▶ **What you have to do**:
Word for word, transcribe the data below.

▶ **Data**:
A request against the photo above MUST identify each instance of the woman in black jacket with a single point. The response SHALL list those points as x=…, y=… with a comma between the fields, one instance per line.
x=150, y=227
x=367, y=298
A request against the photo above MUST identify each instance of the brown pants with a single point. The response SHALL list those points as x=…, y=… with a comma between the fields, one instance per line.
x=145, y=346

▶ **Output**:
A request against the photo above MUST identify each instance of the woman in black jacket with a single point. The response SHALL list those points as x=…, y=… with a comma between the fields, one instance per line.
x=150, y=227
x=367, y=298
A request against the photo above MUST identify each instance of the brown pants with a single point. The response SHALL list those points as x=…, y=… with a comma between the fields, one instance per line.
x=145, y=346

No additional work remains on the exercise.